— Exercises to complete —
1. Reproduce word for word the part of the Kay Kyser piece that opens with the words containing "There are no" and closes with "around the country.".
2. Translate this sentence from the Kay Kyser piece into Spanish: "He was a bandleader who couldn’t read music or even play an instrument."

— Passage for review —

········

He’s forgotten today — and he certainly wasn’t anywhere near in the same category as our previously covered Big Bandmasters, Artie Shaw and Duke Ellington and the Dorsey Brothers — but Kay Kyser was a popular favorite in the World War II years.
He was a bandleader who couldn’t read music or even play an instrument. But he was a showman. Big Bands gripped the public fancy and were the thing in the 1930s. So, Kyser decided that was where his career lay.
Fellow University of North Carolina Graduate Hal Kemp, who was moving up to the pros, so to speak, chose Kyser to lead his orchestra. Then Kyser got onto Radio and came up with a cute idea which, as we might say today, went viral. His program, The Kollege of Musical Knowledge, was an instant hit, and propelled him onto the national scene.
It was a short hop to movies and Kyser and his band of specialty acts were an instant hit. Singers Ginny Simms and Harry Babbitt and “Ish Kabibble” became famous in their own right. Simms, in fact, had a modest film career.
The band had a few legitimate hit records and Kyser with the orchestra, and alone, made several light comedies. He was so popular at the time that RKO gave him top billing over John Barrymore, in Barrymore’s last film Playmates.
There are no “Must See” films in Kyser’s half dozen or so efforts, but catch him and the Orchestra in That’s Right, You’re Wrong (his debut picture, top billed over Lucille Ball). This film highlights his hit radio program and utilizes his tag phrase which was known around the country.
He and the band are showcased in Carolina Blues. The band also appears in Thousands Cheer and Stage Door Canteen.
A side note; Kyser dated Ginny Simms until she left for the movies. She was replaced by model/actress Georgia Carroll, who was billed (should radio audiences forget) as “the gorgeous Georgia Carroll.” She sang with the band on radio and in films, then she and Kyser married, had three children, and stayed married their entire lives.

········

— Dataset content —
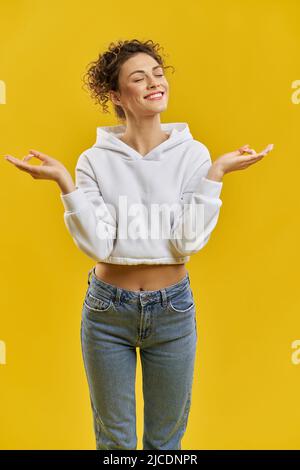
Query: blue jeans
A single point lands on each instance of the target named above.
(162, 323)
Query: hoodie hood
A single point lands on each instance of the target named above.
(108, 138)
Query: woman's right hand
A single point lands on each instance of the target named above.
(50, 169)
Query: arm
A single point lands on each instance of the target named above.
(199, 211)
(87, 217)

········

— Solutions by task —
1.
There are no “Must See” films in Kyser’s half dozen or so efforts, but catch him and the Orchestra in That’s Right, You’re Wrong (his debut picture, top billed over Lucille Ball). This film highlights his hit radio program and utilizes his tag phrase which was known around the country.

2. Era un director de orquesta que no sabía leer música ni siquiera tocar un instrumento.